## WHAT TO PRODUCE:
The lines to reproduce run from the first one below to the line containing "Trace every instance of the floodlight", both included. Reproduce them exactly and nothing else.
───── RECORDS ─────
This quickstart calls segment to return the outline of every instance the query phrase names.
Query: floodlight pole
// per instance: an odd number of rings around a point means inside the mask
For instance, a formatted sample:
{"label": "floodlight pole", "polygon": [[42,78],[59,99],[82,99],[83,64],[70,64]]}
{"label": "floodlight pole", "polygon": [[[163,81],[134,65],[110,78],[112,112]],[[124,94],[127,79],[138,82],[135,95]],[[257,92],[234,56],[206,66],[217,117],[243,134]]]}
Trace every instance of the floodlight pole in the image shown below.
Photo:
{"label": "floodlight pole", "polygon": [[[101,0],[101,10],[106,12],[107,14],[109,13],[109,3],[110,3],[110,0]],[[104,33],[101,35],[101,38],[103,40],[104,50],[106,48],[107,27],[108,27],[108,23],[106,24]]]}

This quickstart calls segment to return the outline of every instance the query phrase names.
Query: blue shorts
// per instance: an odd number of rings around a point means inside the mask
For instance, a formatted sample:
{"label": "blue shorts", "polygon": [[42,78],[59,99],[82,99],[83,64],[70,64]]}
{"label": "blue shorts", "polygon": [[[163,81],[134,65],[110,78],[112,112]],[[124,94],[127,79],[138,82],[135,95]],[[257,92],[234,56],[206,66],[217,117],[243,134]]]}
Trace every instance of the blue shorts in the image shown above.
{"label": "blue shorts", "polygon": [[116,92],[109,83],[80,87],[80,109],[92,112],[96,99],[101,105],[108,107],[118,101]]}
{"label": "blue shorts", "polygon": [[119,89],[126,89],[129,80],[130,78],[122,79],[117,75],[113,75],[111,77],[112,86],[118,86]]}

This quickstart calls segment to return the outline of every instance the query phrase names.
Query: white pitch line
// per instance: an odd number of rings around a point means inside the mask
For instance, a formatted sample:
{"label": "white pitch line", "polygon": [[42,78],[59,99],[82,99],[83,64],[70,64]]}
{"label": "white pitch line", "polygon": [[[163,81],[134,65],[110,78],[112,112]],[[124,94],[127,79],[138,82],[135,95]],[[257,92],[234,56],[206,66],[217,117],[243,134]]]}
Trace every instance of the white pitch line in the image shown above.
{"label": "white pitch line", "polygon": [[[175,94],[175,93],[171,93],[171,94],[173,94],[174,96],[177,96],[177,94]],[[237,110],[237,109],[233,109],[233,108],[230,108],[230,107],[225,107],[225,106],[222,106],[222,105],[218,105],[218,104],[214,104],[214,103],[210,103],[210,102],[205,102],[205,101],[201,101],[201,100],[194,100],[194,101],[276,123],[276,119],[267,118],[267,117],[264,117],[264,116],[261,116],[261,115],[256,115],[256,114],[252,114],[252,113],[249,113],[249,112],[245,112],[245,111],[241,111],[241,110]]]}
─────
## FINISHED EXERCISE:
This quickstart calls segment to return the outline of every instance the query phrase names.
Query: floodlight pole
// per instance: an odd number of rings around a point means inside the mask
For instance, a formatted sample:
{"label": "floodlight pole", "polygon": [[42,78],[59,99],[82,99],[83,64],[70,64]]}
{"label": "floodlight pole", "polygon": [[[163,81],[134,65],[110,78],[112,112]],[[124,94],[127,79],[138,82],[135,95]],[[257,92],[234,56],[206,66],[217,117],[243,134]]]}
Trace every instance of the floodlight pole in the image shown below.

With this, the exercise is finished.